[Segmentation mask data]

————————

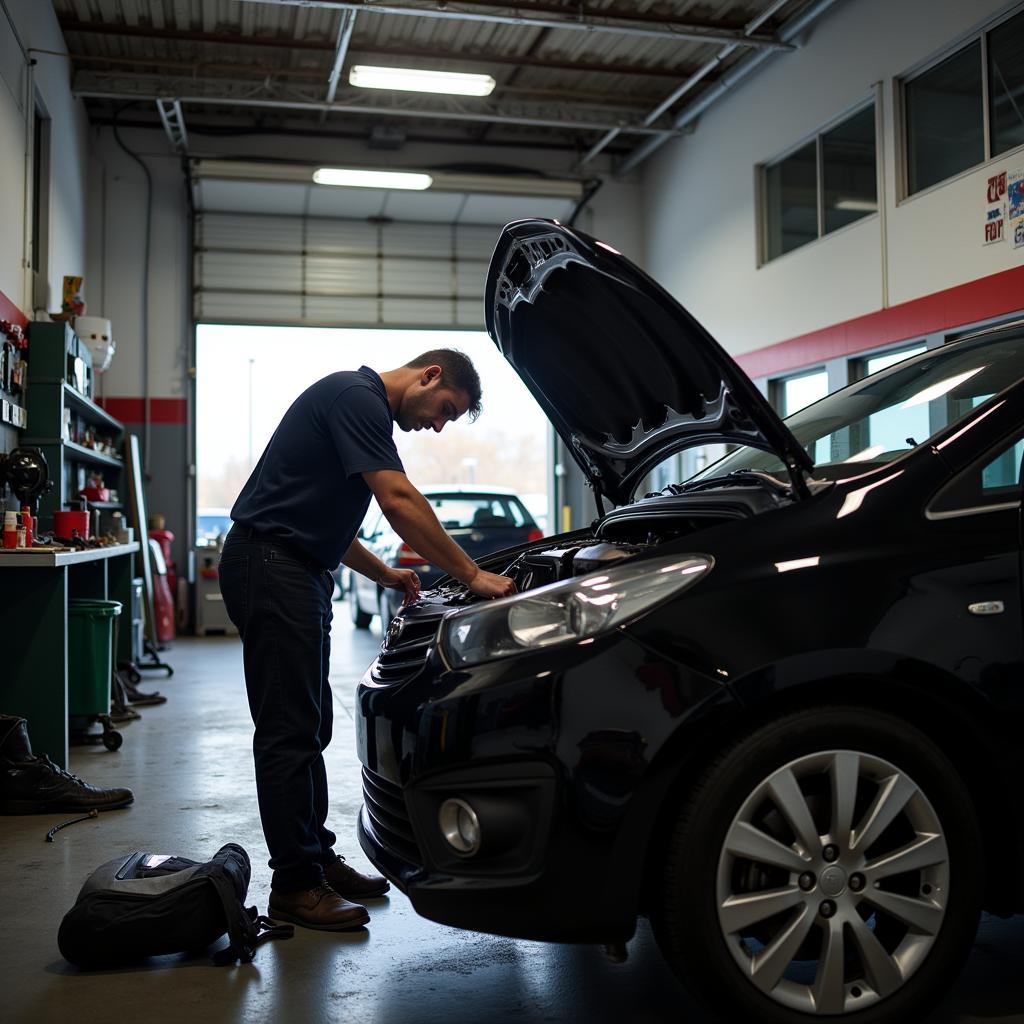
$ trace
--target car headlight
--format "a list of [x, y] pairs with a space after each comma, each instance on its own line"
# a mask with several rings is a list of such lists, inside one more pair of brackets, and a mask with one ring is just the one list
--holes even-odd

————————

**What to produce:**
Pictures excluded, set down all the entries exactly.

**Response to this task:**
$ trace
--target car headlight
--format "a list of [x, y] pairs with a space after each comma, each instance on its own line"
# a mask with several rings is a list of such lists, inside one more pair of brackets, and a mask with one ring is just the one list
--holes even-odd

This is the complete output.